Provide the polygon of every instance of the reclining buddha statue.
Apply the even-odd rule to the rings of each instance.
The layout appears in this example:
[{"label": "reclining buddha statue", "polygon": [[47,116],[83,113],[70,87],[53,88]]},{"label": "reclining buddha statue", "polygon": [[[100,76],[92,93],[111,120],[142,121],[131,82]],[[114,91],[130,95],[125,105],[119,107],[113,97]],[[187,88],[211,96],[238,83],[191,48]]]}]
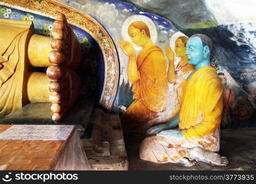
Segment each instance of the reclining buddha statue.
[{"label": "reclining buddha statue", "polygon": [[[0,118],[28,103],[51,102],[59,121],[78,98],[80,45],[63,14],[56,14],[52,33],[34,34],[31,21],[0,19]],[[33,67],[47,67],[47,74]]]}]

WHAT IS REQUIRED:
Lay out the items above as a two-column CSV with the headers "prompt" and "reply", one row per item. Put each item's text and its answer in a single quoted field each, replace line breaks with spaces, and leave out the pictures.

WRITTEN RESPONSE:
prompt,reply
"Provide the polygon of every instance of the reclining buddha statue. Apply the even-odd rule to the rings of each instance. The layout appears in this example: [{""label"": ""reclining buddha statue"", ""polygon"": [[47,116],[83,113],[70,87],[53,88]]},{""label"": ""reclining buddha statue"", ""polygon"": [[[100,76],[92,93],[111,120],[142,121],[131,82]],[[114,91],[130,95],[125,105],[119,107],[113,97]],[[187,88],[211,96],[238,83],[191,48]]]}] Segment each instance of the reclining buddha statue.","[{""label"": ""reclining buddha statue"", ""polygon"": [[[0,118],[28,103],[51,102],[59,121],[78,98],[80,45],[63,14],[56,14],[52,33],[34,34],[31,21],[0,19]],[[33,67],[47,67],[47,74]]]}]"